* [Document segment]

[Begin]

Thursday, 31 May 2012

Language As a Precision Tool

Good writing is the living, breathing heart of a great book, and by good writing I don't necessarily mean  soaring arias of prose, although they have their place.  I mean using the fewest number of words to convey the most meaning: every phrase should carry its full payload, without wasting so much as a syllable.  That way your writing will remain lean and taut and highly charged.

Let me give you an example.  The other day I heard a man say, "I've a daughter lives down that way."  I thought it was the most extraordinarily revealing phrase: by saying a daughter, he completely depersonalised the relationship between them in a way which spoke volumes. If he had said, "My daughter lives down that way," there would  have been a sense of connectedness, of possession, even; certainly of belonging.

[End]

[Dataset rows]
[Begin]

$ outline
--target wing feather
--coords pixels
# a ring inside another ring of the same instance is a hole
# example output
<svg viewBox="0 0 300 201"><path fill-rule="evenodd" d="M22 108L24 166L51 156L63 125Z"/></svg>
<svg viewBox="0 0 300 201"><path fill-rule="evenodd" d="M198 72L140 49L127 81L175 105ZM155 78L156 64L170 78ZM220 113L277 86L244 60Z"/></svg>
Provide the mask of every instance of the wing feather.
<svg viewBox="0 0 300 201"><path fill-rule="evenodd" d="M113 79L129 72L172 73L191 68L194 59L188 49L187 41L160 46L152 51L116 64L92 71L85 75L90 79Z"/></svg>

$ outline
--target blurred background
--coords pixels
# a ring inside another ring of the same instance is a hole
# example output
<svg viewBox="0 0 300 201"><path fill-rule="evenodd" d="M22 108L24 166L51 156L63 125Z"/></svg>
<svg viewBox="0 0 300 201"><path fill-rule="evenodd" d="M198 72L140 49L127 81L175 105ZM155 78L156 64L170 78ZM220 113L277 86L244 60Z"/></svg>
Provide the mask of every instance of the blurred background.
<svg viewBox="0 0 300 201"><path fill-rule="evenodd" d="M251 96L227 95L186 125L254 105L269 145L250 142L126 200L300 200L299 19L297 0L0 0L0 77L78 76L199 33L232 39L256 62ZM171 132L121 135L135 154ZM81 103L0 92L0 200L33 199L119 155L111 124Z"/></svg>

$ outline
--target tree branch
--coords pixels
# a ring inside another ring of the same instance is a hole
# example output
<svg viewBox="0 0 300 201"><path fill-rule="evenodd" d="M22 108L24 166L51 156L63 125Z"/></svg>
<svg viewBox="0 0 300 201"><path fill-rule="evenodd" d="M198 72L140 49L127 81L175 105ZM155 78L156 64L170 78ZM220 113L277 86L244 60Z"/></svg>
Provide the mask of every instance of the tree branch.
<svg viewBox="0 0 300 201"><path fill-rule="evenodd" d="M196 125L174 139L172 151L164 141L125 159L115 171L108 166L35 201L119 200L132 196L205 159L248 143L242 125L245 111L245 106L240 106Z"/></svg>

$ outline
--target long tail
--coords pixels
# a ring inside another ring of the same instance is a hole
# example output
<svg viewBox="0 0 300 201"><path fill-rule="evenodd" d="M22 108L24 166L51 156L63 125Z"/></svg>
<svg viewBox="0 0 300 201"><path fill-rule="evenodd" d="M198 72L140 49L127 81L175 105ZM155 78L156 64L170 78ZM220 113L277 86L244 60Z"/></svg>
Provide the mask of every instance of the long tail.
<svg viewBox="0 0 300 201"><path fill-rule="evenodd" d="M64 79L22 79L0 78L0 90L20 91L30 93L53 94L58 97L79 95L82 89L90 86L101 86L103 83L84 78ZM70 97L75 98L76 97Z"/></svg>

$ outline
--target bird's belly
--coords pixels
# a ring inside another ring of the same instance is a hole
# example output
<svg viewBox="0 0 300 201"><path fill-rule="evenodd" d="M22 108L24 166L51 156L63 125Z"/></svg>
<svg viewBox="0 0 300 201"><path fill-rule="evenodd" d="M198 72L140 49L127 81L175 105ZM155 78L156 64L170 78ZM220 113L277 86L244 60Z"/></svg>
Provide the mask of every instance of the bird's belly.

[End]

* [Problems to work on]
1/ According to the post on language as a precision tool, what should every phrase do?
2/ Reproduce the post on language as a precision tool from "Thursday, 31 May" to "certainly of belonging.".
3/ Translate this sentence from the post on language as a precision tool into Spanish: "That way your writing will remain lean and taut and highly charged."

* [Complete answers]
1/ Every phrase should carry its full payload without wasting so much as a syllable.

2/
Thursday, 31 May 2012

Language As a Precision Tool

Good writing is the living, breathing heart of a great book, and by good writing I don't necessarily mean  soaring arias of prose, although they have their place.  I mean using the fewest number of words to convey the most meaning: every phrase should carry its full payload, without wasting so much as a syllable.  That way your writing will remain lean and taut and highly charged.

Let me give you an example.  The other day I heard a man say, "I've a daughter lives down that way."  I thought it was the most extraordinarily revealing phrase: by saying a daughter, he completely depersonalised the relationship between them in a way which spoke volumes. If he had said, "My daughter lives down that way," there would  have been a sense of connectedness, of possession, even; certainly of belonging.

3/ De esa manera, tu escritura se mantendrá enjuta, tensa y muy cargada.